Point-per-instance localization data
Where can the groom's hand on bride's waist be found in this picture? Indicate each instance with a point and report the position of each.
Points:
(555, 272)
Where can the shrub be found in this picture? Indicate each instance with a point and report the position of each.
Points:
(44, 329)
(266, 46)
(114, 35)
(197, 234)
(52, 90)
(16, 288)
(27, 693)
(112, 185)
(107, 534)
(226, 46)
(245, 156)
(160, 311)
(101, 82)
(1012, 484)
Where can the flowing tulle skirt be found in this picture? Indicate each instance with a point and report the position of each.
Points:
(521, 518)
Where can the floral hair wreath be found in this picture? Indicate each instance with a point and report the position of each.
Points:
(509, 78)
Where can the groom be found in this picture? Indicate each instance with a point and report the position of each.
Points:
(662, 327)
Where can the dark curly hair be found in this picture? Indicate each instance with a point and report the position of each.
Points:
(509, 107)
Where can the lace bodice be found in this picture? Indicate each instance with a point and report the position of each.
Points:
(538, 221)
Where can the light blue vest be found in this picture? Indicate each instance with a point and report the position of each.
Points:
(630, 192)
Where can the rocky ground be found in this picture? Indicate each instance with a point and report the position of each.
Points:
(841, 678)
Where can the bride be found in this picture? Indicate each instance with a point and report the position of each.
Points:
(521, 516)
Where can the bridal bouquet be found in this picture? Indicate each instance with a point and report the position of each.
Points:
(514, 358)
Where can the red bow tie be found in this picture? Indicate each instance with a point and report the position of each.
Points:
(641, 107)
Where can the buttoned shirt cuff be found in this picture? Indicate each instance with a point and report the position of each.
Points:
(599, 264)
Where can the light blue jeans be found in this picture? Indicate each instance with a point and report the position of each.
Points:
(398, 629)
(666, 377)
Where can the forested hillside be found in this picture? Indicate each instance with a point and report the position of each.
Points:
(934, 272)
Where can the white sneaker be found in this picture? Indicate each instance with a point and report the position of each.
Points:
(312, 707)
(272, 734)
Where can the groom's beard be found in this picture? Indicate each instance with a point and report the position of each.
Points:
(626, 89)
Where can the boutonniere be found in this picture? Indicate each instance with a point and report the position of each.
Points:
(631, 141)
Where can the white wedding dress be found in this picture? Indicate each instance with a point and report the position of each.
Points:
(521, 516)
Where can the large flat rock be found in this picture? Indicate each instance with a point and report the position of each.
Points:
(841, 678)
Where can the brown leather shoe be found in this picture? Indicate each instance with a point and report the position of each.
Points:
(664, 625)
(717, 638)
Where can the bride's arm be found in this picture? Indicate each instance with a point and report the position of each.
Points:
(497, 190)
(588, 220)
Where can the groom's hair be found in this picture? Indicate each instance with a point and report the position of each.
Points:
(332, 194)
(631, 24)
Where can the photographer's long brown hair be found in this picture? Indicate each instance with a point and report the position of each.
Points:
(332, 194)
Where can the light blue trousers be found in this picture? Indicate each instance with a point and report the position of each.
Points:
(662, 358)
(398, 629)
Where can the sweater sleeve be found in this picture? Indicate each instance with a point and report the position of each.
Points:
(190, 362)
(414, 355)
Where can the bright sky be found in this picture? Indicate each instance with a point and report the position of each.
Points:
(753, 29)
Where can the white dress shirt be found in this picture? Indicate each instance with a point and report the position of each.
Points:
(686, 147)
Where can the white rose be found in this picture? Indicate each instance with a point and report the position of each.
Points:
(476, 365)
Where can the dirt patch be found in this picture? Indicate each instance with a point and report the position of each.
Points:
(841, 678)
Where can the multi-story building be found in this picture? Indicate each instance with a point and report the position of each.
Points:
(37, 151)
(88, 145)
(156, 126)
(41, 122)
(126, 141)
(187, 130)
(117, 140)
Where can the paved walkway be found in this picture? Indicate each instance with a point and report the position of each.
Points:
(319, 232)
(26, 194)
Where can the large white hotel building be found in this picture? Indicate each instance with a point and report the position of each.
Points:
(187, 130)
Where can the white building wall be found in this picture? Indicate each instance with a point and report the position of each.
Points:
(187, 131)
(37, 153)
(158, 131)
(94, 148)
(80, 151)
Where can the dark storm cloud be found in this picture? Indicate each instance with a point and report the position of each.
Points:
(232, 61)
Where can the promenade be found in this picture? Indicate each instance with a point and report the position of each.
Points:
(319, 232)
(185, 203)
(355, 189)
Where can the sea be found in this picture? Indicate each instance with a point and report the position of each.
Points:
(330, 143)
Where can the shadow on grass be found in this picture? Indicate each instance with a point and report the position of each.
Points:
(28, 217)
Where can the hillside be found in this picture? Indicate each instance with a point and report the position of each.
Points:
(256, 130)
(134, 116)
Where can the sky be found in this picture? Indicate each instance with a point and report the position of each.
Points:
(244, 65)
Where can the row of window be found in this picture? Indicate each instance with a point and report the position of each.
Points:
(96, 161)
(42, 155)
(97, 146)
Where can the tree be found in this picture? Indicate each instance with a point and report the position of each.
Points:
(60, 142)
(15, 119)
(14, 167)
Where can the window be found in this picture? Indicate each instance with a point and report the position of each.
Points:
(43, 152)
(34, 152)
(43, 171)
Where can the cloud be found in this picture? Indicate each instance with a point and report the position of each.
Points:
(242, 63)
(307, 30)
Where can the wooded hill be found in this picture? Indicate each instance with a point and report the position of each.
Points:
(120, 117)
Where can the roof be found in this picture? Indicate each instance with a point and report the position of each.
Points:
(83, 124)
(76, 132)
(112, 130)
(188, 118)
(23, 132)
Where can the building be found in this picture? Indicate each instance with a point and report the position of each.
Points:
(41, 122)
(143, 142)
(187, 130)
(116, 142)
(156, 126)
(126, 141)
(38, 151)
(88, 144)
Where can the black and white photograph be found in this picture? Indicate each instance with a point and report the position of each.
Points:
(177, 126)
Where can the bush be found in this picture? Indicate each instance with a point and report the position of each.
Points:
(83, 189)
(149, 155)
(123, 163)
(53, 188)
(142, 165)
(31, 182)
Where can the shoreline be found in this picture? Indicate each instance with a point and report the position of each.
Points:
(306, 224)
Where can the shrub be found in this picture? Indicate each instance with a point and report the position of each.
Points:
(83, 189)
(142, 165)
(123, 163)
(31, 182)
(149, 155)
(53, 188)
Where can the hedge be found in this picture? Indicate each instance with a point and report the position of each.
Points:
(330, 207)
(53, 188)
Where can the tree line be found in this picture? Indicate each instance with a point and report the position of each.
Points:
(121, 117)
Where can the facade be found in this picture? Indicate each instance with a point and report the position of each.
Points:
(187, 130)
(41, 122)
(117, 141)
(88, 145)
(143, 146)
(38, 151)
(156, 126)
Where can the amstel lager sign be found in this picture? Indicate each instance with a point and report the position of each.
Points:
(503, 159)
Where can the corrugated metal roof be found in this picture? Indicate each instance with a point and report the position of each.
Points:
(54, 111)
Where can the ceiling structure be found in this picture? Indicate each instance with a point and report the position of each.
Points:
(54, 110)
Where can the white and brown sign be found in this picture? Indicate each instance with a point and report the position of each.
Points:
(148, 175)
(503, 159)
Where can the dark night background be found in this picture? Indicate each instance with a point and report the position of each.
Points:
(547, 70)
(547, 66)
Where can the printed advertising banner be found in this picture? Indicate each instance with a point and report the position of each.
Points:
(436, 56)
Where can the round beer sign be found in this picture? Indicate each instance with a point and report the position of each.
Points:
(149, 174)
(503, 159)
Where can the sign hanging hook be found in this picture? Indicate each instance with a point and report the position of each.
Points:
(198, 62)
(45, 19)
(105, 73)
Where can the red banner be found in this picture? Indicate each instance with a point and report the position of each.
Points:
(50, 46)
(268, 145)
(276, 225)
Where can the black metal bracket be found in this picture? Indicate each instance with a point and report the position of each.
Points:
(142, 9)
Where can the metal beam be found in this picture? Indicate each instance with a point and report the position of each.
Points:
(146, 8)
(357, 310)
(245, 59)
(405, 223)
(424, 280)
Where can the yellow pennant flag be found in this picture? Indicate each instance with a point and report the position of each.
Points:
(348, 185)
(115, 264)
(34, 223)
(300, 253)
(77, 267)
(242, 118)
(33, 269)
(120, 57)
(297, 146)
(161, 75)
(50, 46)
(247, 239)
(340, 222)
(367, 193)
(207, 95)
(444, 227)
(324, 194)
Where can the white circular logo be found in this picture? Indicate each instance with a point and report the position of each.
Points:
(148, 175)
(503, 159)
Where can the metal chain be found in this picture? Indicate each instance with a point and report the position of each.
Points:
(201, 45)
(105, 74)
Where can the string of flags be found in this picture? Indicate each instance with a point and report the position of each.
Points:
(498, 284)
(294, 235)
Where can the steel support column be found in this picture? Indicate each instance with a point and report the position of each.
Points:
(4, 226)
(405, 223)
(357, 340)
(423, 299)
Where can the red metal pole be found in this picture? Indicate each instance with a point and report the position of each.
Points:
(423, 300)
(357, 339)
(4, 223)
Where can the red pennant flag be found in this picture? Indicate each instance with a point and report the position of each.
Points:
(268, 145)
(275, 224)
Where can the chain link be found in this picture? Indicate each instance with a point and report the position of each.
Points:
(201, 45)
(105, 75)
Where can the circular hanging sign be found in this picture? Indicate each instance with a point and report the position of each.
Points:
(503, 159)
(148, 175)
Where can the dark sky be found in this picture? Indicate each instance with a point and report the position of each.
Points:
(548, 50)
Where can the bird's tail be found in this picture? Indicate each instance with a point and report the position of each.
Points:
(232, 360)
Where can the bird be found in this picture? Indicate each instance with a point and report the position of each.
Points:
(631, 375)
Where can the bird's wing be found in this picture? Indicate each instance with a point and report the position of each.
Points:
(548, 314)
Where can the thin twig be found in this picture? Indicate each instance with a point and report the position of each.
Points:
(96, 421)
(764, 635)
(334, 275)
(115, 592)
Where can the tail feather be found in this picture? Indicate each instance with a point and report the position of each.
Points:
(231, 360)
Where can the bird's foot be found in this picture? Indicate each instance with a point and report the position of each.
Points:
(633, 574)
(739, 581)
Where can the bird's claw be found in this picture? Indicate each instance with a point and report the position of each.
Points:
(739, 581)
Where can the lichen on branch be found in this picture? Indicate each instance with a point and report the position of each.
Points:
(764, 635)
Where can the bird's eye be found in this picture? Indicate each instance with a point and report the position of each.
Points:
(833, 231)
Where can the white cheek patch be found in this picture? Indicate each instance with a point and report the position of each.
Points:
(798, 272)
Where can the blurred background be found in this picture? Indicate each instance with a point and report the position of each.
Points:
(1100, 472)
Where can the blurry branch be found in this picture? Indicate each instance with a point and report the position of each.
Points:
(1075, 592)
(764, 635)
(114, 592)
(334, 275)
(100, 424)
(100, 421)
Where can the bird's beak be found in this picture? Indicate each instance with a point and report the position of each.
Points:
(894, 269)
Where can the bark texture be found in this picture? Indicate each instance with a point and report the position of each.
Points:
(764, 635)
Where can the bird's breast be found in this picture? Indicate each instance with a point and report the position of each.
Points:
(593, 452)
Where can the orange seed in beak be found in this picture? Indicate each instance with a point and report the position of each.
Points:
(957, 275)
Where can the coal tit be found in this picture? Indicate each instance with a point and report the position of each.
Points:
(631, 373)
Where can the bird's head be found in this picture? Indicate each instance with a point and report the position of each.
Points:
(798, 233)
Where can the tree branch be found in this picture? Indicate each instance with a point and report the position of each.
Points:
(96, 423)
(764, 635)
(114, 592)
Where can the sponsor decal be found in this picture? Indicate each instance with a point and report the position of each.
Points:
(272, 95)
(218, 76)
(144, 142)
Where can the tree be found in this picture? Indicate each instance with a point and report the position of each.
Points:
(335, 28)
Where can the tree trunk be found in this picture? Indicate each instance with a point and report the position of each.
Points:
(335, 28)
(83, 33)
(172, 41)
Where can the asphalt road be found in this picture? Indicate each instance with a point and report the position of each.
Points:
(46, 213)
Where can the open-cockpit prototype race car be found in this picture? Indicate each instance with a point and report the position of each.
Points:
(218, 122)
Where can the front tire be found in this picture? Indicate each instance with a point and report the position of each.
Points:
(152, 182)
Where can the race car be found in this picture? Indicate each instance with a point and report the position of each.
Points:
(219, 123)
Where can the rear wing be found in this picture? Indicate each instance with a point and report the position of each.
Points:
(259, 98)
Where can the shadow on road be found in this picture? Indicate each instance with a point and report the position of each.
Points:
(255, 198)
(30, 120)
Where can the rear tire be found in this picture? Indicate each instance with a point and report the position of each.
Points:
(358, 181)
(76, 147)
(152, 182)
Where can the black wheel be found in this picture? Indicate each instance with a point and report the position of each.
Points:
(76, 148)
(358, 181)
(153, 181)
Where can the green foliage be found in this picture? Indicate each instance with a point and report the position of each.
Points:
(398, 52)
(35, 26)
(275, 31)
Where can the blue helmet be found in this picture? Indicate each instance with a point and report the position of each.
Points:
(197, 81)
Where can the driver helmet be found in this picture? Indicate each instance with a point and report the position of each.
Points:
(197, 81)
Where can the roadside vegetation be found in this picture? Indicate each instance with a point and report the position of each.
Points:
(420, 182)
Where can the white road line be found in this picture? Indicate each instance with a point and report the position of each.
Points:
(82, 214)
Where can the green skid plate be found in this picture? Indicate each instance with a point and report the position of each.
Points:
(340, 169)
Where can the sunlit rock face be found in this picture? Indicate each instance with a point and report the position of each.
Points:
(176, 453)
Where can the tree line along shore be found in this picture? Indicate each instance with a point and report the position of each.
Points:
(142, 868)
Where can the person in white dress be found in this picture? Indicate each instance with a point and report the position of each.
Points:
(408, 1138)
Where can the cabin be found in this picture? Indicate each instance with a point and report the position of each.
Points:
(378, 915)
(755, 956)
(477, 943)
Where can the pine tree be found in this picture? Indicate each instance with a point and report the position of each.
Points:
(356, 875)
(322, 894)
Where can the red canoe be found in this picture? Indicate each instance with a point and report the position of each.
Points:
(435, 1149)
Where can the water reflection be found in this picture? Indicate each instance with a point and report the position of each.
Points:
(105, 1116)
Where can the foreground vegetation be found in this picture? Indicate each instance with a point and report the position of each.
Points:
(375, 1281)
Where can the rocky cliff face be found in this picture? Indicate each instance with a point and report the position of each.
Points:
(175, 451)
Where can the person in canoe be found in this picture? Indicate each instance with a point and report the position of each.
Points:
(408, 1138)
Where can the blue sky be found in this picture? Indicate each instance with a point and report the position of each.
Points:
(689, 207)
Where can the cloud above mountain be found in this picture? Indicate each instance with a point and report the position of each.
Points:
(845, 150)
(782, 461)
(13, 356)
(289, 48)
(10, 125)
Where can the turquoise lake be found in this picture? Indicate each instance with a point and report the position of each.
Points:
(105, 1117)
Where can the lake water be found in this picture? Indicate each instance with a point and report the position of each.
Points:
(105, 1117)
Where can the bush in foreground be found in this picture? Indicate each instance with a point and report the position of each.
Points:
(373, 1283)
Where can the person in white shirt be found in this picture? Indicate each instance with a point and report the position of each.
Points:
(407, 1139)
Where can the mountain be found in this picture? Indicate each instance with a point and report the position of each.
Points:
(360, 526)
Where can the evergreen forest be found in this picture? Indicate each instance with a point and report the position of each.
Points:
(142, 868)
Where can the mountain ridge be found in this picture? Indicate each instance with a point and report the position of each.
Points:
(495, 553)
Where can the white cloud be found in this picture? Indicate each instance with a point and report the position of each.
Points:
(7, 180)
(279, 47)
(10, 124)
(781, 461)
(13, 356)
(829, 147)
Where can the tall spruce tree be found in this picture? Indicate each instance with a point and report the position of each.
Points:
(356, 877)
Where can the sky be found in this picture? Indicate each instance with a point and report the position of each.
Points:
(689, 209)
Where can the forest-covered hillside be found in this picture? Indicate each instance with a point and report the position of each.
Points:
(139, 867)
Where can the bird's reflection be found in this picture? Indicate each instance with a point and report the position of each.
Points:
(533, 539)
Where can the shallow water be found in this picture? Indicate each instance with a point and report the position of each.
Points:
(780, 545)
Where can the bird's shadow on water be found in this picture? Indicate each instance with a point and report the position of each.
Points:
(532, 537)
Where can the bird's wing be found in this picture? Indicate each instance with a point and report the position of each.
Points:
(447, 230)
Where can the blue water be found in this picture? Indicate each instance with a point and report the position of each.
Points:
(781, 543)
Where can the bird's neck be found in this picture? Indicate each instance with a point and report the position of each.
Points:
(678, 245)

:: What you are asked to do ::
Where a line in the records above contains the string "building", return that line.

:: Solution for this task ::
Where can the multi-story building be found in this picture? Indicate each instance with a point and report the position of each.
Where can the large white hotel building be found in this picture? Indicate each instance with a point and report the position of each.
Where can the white building wall be found in this picture? Indicate each instance with a point and report the position of each.
Where can the building be found in this picture? Indicate each instance with a point and report the position of each.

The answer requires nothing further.